◆ CONSIGNES DE L'EXERCICE
1. D'après le texte sur la cybersécurité des TO, dans quels secteurs est-il particulièrement important de surmonter ces obstacles ?
2. Reprenez le texte sur la cybersécurité des TO après sa dernière phrase et poursuivez-en la rédaction.
:: SOURCE
Pour réussir la mise en œuvre de la cybersécurité dans un environnement de technologies opérationnelles (TO), il faut prendre en compte les défis physiques, culturels et organisationnels qui lui sont propres. Ce n’est qu’à cette seule condition que l’on peut élaborer une approche pratique et efficace à laquelle les équipes des TO adhéreront.

Il est particulièrement important de surmonter ces obstacles dans le secteur manufacturier et les services publics, où un arrêt des opérations provoqué par une cyberattaque peut toucher les infrastructures nationales essentielles et les chaînes d’approvisionnement mondiales.  

Forts de notre expérience mondiale en matière de cybersécurité au sein des environnements de TO, nous présentons dans cet article des recommandations à l’intention des professionnels des opérations, des TI et de la sécurité. Celles-ci visent à proposer un processus de mise en œuvre simple, répondant aux exigences de défense des TO et adapté aux équipes de TO.

Réduire les cyberrisques dans le secteur des technologies opérationnelles (TO) grâce aux enseignements tirés des technologies de l’information (TI) – Combler les failles de sécurité

Les organisations dotées de fonctions de TO ont souvent déployé, au fil des ans, des structures organisationnelles dans lesquelles les TI et les TO fonctionnent séparément, créant des silos de responsabilité.

L’une des principales raisons de l’intégration des technologies de l’information et des technologies opérationnelles est le volume et la richesse des données dans les environnements de TO. Ces données alimentent les analyses avancées, ce qui permet d’obtenir des renseignements précieux et de prendre de meilleures décisions. Ainsi, les jumeaux numériques et d’autres technologies permettent aux organisations d’améliorer leur efficacité opérationnelle et de réaliser des économies grâce à la maintenance prédictive ou à d’autres stratégies basées sur des scénarios.
::::
:: ENTRÉES FOURNIES
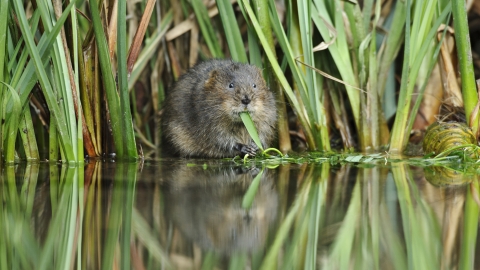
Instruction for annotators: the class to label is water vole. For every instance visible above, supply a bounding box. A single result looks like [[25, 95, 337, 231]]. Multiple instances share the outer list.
[[162, 59, 277, 158]]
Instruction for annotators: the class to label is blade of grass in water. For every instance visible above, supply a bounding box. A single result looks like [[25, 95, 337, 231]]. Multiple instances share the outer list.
[[242, 170, 263, 210], [240, 112, 263, 152]]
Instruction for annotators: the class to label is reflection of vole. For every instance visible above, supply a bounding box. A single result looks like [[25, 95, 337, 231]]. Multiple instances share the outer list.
[[165, 163, 278, 254], [162, 60, 277, 157]]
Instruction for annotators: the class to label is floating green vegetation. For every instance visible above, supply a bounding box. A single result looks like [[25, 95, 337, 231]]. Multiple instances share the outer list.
[[0, 0, 479, 163]]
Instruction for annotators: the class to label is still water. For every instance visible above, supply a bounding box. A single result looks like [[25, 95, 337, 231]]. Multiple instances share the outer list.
[[0, 159, 480, 269]]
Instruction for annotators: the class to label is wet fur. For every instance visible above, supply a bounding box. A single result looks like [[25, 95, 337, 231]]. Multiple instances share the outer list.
[[162, 60, 277, 158]]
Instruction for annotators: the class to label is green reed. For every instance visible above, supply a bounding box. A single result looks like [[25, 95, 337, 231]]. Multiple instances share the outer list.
[[0, 0, 478, 162]]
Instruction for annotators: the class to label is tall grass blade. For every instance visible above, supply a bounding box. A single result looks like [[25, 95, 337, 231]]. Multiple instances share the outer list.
[[390, 0, 451, 153], [12, 0, 77, 162], [89, 0, 125, 158], [451, 1, 480, 134], [240, 112, 263, 151], [192, 0, 223, 58], [239, 0, 315, 150], [0, 82, 21, 163], [117, 1, 138, 158], [216, 0, 248, 63]]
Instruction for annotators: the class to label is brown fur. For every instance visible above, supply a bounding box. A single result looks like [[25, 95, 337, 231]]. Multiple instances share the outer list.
[[162, 60, 277, 158]]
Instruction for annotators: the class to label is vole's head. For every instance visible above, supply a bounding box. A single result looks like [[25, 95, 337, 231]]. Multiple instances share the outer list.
[[205, 62, 276, 122]]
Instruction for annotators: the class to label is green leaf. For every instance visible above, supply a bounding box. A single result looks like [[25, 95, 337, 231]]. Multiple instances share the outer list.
[[240, 112, 263, 152]]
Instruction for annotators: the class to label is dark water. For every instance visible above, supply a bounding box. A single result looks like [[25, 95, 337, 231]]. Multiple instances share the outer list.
[[0, 160, 480, 269]]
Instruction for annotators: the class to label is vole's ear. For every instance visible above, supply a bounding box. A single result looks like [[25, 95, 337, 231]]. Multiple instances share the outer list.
[[205, 69, 218, 89]]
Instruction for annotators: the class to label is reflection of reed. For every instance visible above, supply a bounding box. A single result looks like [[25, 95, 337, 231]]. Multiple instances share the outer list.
[[0, 161, 479, 269], [162, 163, 278, 266]]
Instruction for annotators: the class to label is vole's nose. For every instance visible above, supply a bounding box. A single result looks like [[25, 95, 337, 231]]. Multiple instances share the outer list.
[[242, 95, 251, 105]]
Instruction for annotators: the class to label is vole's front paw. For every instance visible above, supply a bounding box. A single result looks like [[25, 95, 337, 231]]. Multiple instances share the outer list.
[[235, 143, 258, 157]]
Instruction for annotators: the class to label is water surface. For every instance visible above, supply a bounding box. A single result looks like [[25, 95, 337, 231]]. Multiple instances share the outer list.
[[0, 159, 480, 269]]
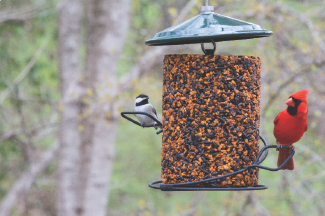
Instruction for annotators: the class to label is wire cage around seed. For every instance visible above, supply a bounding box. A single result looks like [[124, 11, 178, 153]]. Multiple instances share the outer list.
[[121, 0, 295, 191], [161, 55, 261, 187]]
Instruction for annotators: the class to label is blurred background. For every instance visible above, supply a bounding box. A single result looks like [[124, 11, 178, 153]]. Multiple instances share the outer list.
[[0, 0, 325, 216]]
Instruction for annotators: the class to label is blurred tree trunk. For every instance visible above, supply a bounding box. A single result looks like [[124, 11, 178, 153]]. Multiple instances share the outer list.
[[80, 0, 130, 216], [57, 0, 83, 216], [58, 0, 130, 216]]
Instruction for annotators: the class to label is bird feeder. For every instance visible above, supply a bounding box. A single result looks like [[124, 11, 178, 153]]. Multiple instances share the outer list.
[[122, 0, 294, 191]]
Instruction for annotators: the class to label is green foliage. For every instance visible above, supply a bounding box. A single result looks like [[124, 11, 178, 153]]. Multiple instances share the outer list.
[[0, 0, 325, 215]]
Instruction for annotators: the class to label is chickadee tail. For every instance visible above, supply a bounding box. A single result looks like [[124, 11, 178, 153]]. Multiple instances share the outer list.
[[277, 148, 295, 170], [154, 126, 162, 130]]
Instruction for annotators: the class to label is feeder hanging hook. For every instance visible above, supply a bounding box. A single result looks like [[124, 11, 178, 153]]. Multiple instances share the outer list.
[[201, 40, 216, 55], [201, 0, 214, 13]]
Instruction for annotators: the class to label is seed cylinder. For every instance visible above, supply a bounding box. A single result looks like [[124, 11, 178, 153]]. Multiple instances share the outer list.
[[161, 55, 261, 187]]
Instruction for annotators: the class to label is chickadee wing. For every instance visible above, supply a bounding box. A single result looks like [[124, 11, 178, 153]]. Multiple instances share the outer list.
[[151, 105, 158, 118]]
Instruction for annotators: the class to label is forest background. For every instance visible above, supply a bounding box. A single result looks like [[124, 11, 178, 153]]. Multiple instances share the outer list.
[[0, 0, 325, 216]]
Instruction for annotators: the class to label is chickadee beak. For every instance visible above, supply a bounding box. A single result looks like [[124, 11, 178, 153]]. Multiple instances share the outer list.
[[286, 98, 295, 107]]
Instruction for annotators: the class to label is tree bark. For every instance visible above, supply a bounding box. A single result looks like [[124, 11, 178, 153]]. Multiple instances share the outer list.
[[80, 0, 130, 216], [57, 0, 83, 216]]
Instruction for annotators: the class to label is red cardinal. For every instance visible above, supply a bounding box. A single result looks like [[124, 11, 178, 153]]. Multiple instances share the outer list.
[[273, 90, 309, 170]]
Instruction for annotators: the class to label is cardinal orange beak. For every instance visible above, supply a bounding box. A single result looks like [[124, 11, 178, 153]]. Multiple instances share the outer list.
[[286, 98, 295, 107]]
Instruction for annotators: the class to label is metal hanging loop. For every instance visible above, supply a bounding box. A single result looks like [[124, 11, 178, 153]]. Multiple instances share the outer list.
[[201, 0, 214, 13], [201, 40, 216, 55]]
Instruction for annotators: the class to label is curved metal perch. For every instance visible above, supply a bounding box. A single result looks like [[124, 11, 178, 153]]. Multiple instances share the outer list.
[[121, 111, 163, 134], [149, 136, 295, 191], [121, 111, 295, 191]]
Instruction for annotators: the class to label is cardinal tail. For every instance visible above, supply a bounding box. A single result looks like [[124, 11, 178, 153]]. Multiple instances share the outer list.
[[277, 148, 295, 170]]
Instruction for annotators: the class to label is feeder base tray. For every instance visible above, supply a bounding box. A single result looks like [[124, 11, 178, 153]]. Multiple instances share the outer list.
[[149, 180, 268, 191]]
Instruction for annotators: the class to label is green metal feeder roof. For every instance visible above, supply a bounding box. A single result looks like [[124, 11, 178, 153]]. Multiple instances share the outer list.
[[145, 12, 273, 46]]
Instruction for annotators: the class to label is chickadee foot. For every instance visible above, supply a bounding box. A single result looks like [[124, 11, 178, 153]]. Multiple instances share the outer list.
[[276, 142, 282, 151]]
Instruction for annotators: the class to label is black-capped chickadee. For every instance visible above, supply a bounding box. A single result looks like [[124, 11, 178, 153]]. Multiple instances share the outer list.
[[133, 94, 162, 130]]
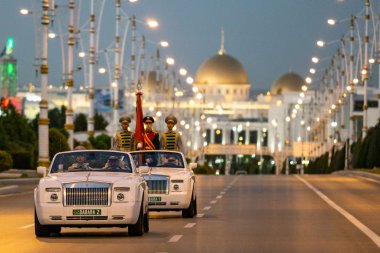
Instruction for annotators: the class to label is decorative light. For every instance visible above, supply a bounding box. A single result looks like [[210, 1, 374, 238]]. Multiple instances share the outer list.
[[160, 40, 169, 47], [179, 68, 187, 76], [20, 8, 31, 15], [48, 32, 57, 39], [186, 76, 194, 84], [317, 40, 325, 47], [146, 18, 158, 28], [166, 57, 175, 65], [327, 18, 337, 25], [311, 56, 319, 63]]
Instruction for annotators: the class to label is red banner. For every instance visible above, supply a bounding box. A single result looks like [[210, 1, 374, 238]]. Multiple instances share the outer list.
[[135, 91, 145, 150]]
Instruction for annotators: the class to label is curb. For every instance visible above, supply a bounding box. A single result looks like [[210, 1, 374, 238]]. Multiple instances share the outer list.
[[332, 170, 380, 182], [0, 185, 19, 195]]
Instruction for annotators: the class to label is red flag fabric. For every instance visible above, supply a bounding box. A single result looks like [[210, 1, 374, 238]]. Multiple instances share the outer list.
[[135, 91, 145, 150]]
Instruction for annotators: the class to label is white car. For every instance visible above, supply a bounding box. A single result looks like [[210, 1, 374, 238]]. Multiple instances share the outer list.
[[130, 150, 197, 218], [34, 150, 149, 237]]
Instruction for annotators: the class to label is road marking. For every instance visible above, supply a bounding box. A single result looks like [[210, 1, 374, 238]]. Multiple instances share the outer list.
[[355, 176, 380, 184], [20, 223, 34, 229], [168, 235, 183, 242], [184, 223, 197, 228], [296, 175, 380, 248], [0, 185, 19, 192]]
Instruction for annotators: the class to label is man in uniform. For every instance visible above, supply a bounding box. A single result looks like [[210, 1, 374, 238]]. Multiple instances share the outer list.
[[161, 115, 183, 152], [143, 116, 160, 150], [113, 117, 135, 151]]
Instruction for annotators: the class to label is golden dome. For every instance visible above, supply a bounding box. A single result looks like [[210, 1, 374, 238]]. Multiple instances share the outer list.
[[271, 72, 306, 95], [194, 52, 249, 85]]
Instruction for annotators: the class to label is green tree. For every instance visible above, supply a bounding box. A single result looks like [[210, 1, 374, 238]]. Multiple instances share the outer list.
[[74, 113, 87, 132]]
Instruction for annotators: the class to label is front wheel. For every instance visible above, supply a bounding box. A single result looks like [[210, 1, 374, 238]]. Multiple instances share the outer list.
[[128, 201, 144, 236], [34, 210, 61, 237], [182, 193, 197, 218]]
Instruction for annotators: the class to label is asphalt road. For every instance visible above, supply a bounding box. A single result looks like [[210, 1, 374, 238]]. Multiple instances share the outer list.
[[0, 175, 380, 253]]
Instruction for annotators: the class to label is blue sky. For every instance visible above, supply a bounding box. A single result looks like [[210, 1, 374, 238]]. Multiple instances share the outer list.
[[0, 0, 366, 90]]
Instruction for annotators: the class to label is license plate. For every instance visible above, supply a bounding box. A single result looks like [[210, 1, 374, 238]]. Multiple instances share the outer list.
[[148, 197, 161, 202], [73, 209, 102, 215]]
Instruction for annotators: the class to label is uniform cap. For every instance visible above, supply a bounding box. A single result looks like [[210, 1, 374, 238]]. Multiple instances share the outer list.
[[119, 116, 131, 123], [143, 116, 154, 123], [165, 115, 177, 124]]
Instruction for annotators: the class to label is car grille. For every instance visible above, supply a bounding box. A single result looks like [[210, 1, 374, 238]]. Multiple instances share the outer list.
[[64, 182, 111, 206], [145, 175, 169, 194], [66, 216, 108, 220]]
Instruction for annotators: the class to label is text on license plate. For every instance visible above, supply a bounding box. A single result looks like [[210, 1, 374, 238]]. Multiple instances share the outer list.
[[148, 197, 161, 202], [73, 209, 102, 215]]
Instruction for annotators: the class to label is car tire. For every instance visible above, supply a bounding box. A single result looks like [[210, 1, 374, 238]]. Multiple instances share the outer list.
[[128, 200, 144, 236], [34, 210, 51, 237], [144, 210, 149, 233], [182, 193, 197, 218]]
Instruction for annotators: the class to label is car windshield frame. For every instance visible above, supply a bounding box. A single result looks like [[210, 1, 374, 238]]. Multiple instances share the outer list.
[[49, 150, 133, 174], [130, 150, 186, 169]]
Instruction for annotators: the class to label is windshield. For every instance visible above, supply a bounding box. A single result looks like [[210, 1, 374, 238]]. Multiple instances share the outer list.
[[131, 151, 185, 169], [50, 151, 132, 173]]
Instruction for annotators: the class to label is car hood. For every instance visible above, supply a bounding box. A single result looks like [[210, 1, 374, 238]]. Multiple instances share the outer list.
[[41, 172, 133, 184], [145, 168, 189, 177]]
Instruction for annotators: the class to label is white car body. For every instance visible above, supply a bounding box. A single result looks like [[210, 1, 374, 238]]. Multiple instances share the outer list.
[[131, 150, 197, 218], [34, 150, 149, 237]]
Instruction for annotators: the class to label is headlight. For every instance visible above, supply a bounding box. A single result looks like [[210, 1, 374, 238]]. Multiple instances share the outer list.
[[45, 187, 61, 192], [114, 187, 130, 192], [50, 193, 58, 202], [116, 193, 124, 201]]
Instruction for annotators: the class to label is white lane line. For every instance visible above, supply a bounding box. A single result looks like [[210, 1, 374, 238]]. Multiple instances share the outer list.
[[355, 176, 380, 184], [168, 235, 183, 242], [296, 175, 380, 248], [20, 223, 34, 229], [184, 223, 197, 228]]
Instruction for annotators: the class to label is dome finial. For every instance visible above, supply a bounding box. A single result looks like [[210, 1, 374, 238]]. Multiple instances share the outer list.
[[218, 28, 226, 55]]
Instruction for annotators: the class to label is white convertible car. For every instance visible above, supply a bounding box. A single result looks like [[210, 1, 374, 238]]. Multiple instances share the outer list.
[[34, 150, 149, 237], [131, 150, 197, 218]]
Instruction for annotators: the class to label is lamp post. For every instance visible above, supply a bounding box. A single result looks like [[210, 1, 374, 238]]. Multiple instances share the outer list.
[[65, 0, 75, 149], [38, 0, 50, 167]]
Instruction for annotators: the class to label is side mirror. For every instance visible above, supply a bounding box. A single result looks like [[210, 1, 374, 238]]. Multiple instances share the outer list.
[[189, 163, 198, 170], [37, 166, 47, 177], [137, 166, 150, 174]]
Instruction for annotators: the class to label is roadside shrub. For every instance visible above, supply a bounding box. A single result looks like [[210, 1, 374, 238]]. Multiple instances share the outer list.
[[0, 150, 13, 171], [194, 164, 214, 175], [9, 150, 32, 169]]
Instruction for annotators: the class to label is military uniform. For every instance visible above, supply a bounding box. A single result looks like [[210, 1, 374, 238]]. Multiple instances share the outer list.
[[161, 115, 183, 152], [143, 116, 160, 150], [113, 117, 135, 151]]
::::
◆ RÉPONSES
1. Dans le secteur manufacturier et les services publics.

2.
Non seulement l’approche traditionnelle cloisonnée prive les entreprises de précieuses perspectives liées à l’intelligence d’affaires, mais elle peut aussi engendrer des failles dans la cybersécurité globale, rendant l’infrastructure essentielle des TO potentiellement vulnérable aux cyberattaques. Il est fondamental de reconnaître que de tels incidents sont désormais inévitables. Adopter une approche unifiée signifie mettre en place des mesures de cybersécurité cohérentes dans les deux domaines, afin de protéger à la fois les infrastructures essentielles des technologies opérationnelles et les infrastructures critiques des technologies de l’information contre les cybermenaces.

S’il est crucial de protéger ces deux domaines, les TI ont bénéficié de nombreuses années d’expérience dans la lutte contre les cyberattaques, ce qui leur a permis de développer des techniques efficaces pour atténuer les menaces et limiter l’impact des attaques malveillantes. De leur côté, les technologies opérationnelles s’efforcent de rattraper leur retard sur les avancées des TI, en adaptant leurs principes aux exigences et aux spécificités uniques des environnements TO.

Sécuriser vos TO : les premières étapes

Il est largement admis que les mesures de protection les plus efficaces reposent sur :

  • l’identification des actifs;
  • l’évaluation de leur vulnérabilité afin de comprendre les risques de violation;
  • la priorisation des mesures collectives;
  • l’élaboration d’un plan d’action en cas d’incident grave.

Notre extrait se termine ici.